QUÉ SE PIDE
Localiza y copia todas las líneas de los registros que contienen la cadena "item", distinguiendo entre mayúsculas y minúsculas.

─── REGISTROS MOSTRADOS ───

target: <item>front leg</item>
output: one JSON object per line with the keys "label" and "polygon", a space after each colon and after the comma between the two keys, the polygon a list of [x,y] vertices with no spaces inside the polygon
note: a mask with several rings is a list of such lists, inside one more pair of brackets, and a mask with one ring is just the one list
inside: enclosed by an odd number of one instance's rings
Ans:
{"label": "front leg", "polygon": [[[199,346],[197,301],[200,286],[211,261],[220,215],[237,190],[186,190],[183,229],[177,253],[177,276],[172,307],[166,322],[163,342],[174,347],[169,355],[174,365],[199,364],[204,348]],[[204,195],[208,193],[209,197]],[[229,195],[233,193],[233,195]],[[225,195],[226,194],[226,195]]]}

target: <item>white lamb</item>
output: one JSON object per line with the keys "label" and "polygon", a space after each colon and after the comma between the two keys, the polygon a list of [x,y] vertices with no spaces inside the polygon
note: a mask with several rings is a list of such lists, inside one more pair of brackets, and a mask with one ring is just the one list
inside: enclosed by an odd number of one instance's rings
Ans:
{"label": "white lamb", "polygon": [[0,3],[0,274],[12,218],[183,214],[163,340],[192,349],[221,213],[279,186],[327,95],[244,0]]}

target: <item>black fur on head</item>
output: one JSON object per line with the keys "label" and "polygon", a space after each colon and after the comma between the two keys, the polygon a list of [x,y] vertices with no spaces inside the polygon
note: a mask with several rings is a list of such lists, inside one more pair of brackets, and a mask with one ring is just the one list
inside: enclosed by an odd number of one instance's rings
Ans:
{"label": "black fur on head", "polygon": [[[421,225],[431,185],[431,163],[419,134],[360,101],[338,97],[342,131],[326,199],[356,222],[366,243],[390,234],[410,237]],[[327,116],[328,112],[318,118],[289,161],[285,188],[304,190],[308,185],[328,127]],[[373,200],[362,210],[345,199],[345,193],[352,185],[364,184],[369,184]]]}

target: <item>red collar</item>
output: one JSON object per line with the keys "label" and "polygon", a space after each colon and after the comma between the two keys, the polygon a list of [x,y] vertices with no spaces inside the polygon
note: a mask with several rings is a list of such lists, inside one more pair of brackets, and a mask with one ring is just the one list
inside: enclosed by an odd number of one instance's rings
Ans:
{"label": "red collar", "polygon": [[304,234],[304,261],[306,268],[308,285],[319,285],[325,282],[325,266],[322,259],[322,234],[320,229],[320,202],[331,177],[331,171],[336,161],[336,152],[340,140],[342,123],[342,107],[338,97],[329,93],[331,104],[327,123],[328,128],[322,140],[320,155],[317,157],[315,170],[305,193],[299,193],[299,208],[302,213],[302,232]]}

───
─── REGISTROS MOSTRADOS ───

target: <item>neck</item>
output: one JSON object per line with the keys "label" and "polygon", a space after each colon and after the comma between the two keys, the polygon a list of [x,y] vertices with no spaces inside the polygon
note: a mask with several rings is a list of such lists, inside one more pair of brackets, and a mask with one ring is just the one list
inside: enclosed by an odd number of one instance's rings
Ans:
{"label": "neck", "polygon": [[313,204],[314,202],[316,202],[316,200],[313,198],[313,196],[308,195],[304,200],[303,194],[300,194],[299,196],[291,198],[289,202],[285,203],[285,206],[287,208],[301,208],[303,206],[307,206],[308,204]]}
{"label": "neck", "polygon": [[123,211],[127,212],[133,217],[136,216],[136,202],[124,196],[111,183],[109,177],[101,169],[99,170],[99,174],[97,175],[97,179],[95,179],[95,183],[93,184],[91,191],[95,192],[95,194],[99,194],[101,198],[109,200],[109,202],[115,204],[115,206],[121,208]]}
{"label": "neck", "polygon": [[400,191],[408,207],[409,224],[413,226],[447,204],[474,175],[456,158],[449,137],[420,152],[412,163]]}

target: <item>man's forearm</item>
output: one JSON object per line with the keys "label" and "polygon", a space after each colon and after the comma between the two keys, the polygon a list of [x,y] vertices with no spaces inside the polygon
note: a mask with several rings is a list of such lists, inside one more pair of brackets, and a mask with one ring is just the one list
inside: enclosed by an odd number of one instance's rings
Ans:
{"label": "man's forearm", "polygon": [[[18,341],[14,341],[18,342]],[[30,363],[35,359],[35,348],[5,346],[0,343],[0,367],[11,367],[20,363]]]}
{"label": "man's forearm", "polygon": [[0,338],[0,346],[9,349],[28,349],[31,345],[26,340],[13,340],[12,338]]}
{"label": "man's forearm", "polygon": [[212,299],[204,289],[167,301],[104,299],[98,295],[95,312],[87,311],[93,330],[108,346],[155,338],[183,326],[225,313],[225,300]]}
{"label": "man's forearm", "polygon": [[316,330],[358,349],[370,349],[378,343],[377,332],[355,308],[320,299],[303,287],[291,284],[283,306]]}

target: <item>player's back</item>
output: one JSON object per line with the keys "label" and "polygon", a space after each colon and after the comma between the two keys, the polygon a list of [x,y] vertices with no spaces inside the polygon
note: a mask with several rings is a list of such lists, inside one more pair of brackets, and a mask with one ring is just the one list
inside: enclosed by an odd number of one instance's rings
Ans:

───

RESPUESTA
target: <item>front leg</item>
target: <item>white lamb</item>
target: <item>black fur on head</item>
target: <item>red collar</item>
target: <item>neck</item>
target: <item>man's forearm</item>
target: <item>player's back</item>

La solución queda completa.